== Your instructions ==
Every entry must be given again exactly.

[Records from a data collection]
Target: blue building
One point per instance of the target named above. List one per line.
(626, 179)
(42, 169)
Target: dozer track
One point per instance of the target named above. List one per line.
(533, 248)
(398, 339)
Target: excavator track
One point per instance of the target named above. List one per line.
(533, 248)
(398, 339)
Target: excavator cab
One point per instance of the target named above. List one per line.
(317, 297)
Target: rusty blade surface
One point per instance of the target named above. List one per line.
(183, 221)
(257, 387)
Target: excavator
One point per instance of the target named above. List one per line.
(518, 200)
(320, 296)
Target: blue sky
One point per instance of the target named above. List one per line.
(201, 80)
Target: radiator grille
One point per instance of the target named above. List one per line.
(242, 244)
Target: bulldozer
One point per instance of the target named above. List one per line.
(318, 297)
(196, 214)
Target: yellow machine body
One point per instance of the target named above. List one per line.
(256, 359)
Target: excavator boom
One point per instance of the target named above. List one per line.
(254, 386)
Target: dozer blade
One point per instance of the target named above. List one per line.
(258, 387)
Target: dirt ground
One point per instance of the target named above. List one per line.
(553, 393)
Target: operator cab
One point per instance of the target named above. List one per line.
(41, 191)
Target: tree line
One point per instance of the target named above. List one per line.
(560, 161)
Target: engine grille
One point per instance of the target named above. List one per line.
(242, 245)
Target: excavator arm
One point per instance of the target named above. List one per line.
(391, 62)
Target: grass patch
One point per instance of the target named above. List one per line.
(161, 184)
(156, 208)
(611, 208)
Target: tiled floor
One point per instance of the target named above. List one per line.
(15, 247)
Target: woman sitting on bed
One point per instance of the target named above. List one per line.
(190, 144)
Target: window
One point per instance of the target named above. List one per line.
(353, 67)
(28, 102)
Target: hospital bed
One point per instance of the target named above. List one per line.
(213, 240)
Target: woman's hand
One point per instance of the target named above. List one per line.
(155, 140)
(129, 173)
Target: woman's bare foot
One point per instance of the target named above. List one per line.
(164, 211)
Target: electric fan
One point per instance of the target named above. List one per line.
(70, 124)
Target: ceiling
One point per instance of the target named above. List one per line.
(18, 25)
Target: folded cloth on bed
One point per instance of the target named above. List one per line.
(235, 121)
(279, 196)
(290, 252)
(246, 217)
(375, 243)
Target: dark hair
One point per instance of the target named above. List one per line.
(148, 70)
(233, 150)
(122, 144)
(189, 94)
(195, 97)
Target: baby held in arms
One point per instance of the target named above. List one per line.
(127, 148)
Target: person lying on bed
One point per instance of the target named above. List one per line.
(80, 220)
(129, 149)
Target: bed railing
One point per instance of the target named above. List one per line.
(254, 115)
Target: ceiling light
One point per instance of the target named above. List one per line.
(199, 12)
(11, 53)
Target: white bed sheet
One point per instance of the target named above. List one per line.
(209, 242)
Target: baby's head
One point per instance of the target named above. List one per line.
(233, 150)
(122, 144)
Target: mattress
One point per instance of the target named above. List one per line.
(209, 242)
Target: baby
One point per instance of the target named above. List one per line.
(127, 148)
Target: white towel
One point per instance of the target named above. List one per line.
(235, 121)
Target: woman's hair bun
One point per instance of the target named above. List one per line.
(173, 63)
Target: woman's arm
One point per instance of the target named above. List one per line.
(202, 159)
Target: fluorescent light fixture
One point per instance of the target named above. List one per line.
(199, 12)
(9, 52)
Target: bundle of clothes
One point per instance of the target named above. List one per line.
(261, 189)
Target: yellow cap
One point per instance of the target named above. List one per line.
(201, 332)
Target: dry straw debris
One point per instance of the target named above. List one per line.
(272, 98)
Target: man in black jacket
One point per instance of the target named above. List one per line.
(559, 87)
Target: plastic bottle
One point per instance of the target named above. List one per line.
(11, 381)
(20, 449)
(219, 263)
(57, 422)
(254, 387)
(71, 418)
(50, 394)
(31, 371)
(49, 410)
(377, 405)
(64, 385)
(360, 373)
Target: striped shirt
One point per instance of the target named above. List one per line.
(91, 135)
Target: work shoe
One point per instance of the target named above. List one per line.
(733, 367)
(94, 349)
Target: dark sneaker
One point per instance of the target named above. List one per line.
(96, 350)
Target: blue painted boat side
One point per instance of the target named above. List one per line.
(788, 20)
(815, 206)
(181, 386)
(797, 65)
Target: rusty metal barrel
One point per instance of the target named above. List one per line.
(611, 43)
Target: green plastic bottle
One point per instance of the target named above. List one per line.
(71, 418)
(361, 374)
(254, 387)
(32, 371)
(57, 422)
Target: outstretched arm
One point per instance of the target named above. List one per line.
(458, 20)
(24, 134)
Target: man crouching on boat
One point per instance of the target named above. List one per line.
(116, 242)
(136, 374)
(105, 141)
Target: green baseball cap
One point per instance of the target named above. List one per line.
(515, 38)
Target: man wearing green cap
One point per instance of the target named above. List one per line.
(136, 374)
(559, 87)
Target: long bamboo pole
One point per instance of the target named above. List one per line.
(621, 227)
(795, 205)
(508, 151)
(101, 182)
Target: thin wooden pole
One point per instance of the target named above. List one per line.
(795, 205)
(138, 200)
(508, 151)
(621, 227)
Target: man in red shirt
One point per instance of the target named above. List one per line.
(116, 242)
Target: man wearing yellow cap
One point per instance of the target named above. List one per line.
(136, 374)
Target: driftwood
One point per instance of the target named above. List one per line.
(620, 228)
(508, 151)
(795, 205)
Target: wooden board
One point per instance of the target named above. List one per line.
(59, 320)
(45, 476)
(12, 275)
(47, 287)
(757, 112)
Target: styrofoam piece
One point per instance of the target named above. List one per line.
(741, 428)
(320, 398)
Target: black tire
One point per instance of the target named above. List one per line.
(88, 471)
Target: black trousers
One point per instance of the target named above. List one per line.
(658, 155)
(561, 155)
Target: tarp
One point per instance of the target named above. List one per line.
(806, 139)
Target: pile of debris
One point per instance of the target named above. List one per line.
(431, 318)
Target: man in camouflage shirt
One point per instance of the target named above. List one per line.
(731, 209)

== Written solution ==
Target: blue building
One point per instance of the target named above. List one per line.
(626, 179)
(42, 169)
Target: dozer track
One point per instance of the target named above. List one per line.
(533, 248)
(398, 339)
Target: excavator track
One point per instance of the target named above. List one per line.
(533, 248)
(398, 339)
Target: excavator cab
One point per instance of the target named above. List one per line.
(317, 297)
Target: rusty blade surface
One point per instance of the target named above. List one per line.
(183, 221)
(257, 387)
Target: excavator
One point per instance of the target named above. List one per line.
(518, 200)
(320, 296)
Target: blue sky
One point per instance of the target named above. List one per line.
(201, 80)
Target: radiator grille
One point per instance of the target named above. List one per line.
(242, 244)
Target: bulldozer
One point per instance of the target named above. List one per line.
(318, 297)
(196, 214)
Target: yellow machine body
One point per instance of the target named above. List one per line.
(256, 359)
Target: excavator boom
One point per instance of the target named above. List one per line.
(254, 386)
Target: dozer blade
One point per instance of the target named above. List one per line.
(258, 387)
Target: dirt ground
One point per instance of the target named above. List one per line.
(553, 393)
Target: operator cab
One point per instance of the target named above. List one per line.
(41, 191)
Target: tree line
One point per instance of the target named above. List one per line.
(560, 161)
Target: engine grille
One point per instance of the target named above. List one per line.
(242, 245)
Target: excavator arm
One point per instance of the target named above. List one per line.
(391, 62)
Target: grass patch
One point per instance of the target named above. List one per line.
(161, 184)
(156, 208)
(611, 208)
Target: tiled floor
One point per instance of the target named above. List one per line.
(15, 247)
Target: woman sitting on bed
One point per instance of the target named above. List one per line.
(190, 144)
Target: window
One point per instance of the target named above. List one per line.
(353, 67)
(28, 102)
Target: hospital bed
One point per instance of the target named above. List one per line.
(213, 240)
Target: woman's hand
One point per instance of the target named above. List one per line.
(155, 140)
(129, 173)
Target: woman's bare foot
One point per instance of the target named above. List one per line.
(164, 211)
Target: electric fan
One point per instance of the target named above. List one per line.
(70, 124)
Target: ceiling
One point per instance of the target named above. List one per line.
(18, 25)
Target: folded cloth on bed
One point per instance of the target named above. List one per line.
(235, 121)
(279, 196)
(290, 252)
(246, 217)
(375, 243)
Target: dark hair
One point per instance of the target named above. List one per line.
(148, 70)
(233, 150)
(122, 144)
(189, 94)
(195, 97)
Target: baby held in arms
One point per instance of the target named above. List one per line.
(127, 148)
Target: person lying on bed
One point per instance of the target named above. List one per line.
(80, 220)
(129, 149)
Target: bed railing
One point per instance of the target named above. List one per line.
(254, 115)
Target: ceiling light
One point per instance of the target named above. List one per line.
(199, 12)
(11, 53)
Target: white bed sheet
One point per instance of the target named above. List one per line.
(209, 242)
Target: baby's head
One point per instance of the target named above. List one per line.
(233, 150)
(122, 144)
Target: mattress
One point per instance of the target named above. List one per line.
(209, 242)
Target: baby
One point per instance of the target named above. List one per line.
(127, 148)
Target: white towel
One point per instance of the target named above. List one per line.
(235, 121)
Target: woman's hair bun
One point per instance of the target named above. List one per line.
(173, 63)
Target: woman's arm
One point per instance of the target named above. List one per line.
(202, 159)
Target: fluorescent light fixture
One point per instance of the target named above. List one per line.
(199, 12)
(9, 52)
Target: bundle of clothes
One point per instance of the target named above. List one per line.
(261, 189)
Target: yellow cap
One point per instance of the target named above. List one per line.
(201, 332)
Target: dry straw debris
One point per instance of the target named above. List one per line.
(272, 98)
Target: man in black jacket
One point per instance of the target named above. List one per line.
(559, 87)
Target: plastic bottle
One point per instance of the target named above. List one per line.
(11, 381)
(20, 449)
(219, 263)
(57, 422)
(254, 387)
(71, 418)
(50, 394)
(31, 371)
(49, 410)
(377, 405)
(64, 385)
(360, 373)
Target: striped shirt
One point per instance of the target named above. List one per line.
(91, 135)
Target: work shoe
One point per instance of the target named above. List one per line.
(733, 367)
(94, 349)
Target: dark sneaker
One point per instance of the target named above. List one per line.
(96, 350)
Target: blue painted boat side
One point per instance of the target named above. List one per line.
(788, 20)
(815, 206)
(181, 386)
(797, 65)
Target: rusty metal barrel
One point per instance of the target named above. List one per line.
(611, 43)
Target: green plastic bottle
One point per instance of the target named above. List one per line.
(71, 418)
(361, 374)
(254, 387)
(32, 371)
(57, 422)
Target: outstretched arm
One point per instance of the target named above. List one per line.
(458, 20)
(24, 134)
Target: man crouching on boat
One point per instance of the target named above. List one per line.
(116, 242)
(136, 374)
(105, 141)
Target: green baseball cap
One point per instance of the target named above. List one per line.
(515, 38)
Target: man wearing green cap
One point per instance of the target named above. List one per line.
(136, 374)
(559, 87)
Target: long bamboo pole
One point per instance of the target named above. List one per line.
(621, 227)
(795, 205)
(508, 151)
(101, 182)
Target: thin wooden pole
One point per instance of the target named above. List one per line.
(795, 205)
(138, 200)
(508, 151)
(621, 227)
Target: man in red shirt
One point per instance of the target named above. List one per line.
(116, 242)
Target: man wearing yellow cap
One point per instance of the target named above. List one per line.
(136, 374)
Target: driftwood
One point per instance of the target named above. List one per line.
(620, 228)
(508, 151)
(795, 205)
Target: wooden board
One point per instance of the target named above. List one per line.
(59, 320)
(45, 476)
(12, 275)
(47, 287)
(757, 112)
Target: styrofoam piece
One point per instance of the target named above. List one per line.
(741, 428)
(320, 398)
Target: black tire
One point per instance of the target named above. List one per line.
(88, 471)
Target: black trousers
One point per instance of the target named above. List one per line.
(658, 155)
(561, 155)
Target: tarp
One point per instance of the target named above. List one per line.
(806, 139)
Target: pile of debris
One point per instance of the target named above. List one per line.
(431, 318)
Target: man in camouflage shirt
One point per instance of the target named above. List one per line.
(731, 209)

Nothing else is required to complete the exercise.